Put the lines of the listing into a numbered list, starting at the line that contains "Detect every blurred background" and ending at the end of the listing, with both ends included and blank lines left out.
# start of Information given
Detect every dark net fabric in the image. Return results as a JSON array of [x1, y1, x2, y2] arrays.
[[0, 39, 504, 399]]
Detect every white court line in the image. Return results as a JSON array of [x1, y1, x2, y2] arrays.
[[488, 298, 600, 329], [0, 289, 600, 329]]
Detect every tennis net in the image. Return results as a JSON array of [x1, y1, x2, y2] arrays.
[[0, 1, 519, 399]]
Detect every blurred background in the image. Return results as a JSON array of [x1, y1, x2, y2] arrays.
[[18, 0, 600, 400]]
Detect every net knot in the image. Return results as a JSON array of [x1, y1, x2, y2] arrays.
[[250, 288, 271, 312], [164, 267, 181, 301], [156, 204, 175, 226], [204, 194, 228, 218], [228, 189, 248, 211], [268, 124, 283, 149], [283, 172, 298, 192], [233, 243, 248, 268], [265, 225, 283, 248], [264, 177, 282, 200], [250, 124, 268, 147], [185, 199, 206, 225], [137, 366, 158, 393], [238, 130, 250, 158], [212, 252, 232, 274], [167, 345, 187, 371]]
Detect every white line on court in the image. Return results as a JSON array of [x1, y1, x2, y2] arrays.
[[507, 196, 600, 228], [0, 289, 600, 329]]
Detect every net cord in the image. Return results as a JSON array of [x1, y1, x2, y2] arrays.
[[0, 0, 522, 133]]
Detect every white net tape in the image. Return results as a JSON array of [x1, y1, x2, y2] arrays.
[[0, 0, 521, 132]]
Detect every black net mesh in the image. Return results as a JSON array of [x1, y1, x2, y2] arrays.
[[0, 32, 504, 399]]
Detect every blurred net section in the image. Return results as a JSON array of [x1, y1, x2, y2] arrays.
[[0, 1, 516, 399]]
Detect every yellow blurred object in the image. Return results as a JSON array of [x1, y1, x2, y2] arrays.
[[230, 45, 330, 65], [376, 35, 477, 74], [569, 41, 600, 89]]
# end of Information given
→ Task output:
1. Detect every blurred background in the image. Return results as a JSON array of [x1, y1, x2, y2] arrays.
2. [[18, 0, 600, 400]]
3. Detect every net knot in the image. Return results as a JSON array of [x1, y1, x2, y2] arrays.
4. [[250, 288, 271, 312], [164, 267, 181, 301], [156, 204, 175, 226], [204, 194, 228, 218], [228, 189, 248, 211], [268, 124, 283, 149], [283, 172, 298, 192], [233, 243, 248, 268], [265, 225, 283, 248], [264, 177, 282, 200], [250, 124, 268, 147], [185, 199, 206, 225], [137, 366, 158, 393], [238, 130, 250, 158], [212, 252, 232, 274], [167, 345, 187, 371]]
5. Detect every white line on court in the image. Return results as a JSON array of [x1, y1, x2, y2] arrays.
6. [[507, 196, 600, 228], [0, 289, 600, 329]]
7. Detect every net cord in the image. Return results as a JSON array of [x1, y1, x2, y2] arrays.
8. [[0, 0, 522, 133]]
9. Detect every white net tape in the image. Return results as a JSON array of [x1, y1, x2, y2] arrays.
10. [[0, 0, 521, 132]]
11. Detect every black net mesh in the image. Return results as a JSON array of [x1, y1, x2, y2] arrays.
12. [[0, 32, 504, 399]]
13. Detect every blurred net section in the image. Return results as a JSON array of [x1, y1, x2, y2] arrays.
14. [[0, 1, 516, 399]]
15. Detect every yellow blurred object in the image. Return results as a JSON array of [x1, y1, x2, y2] arrays.
16. [[230, 45, 330, 65], [376, 35, 477, 74], [569, 41, 600, 89]]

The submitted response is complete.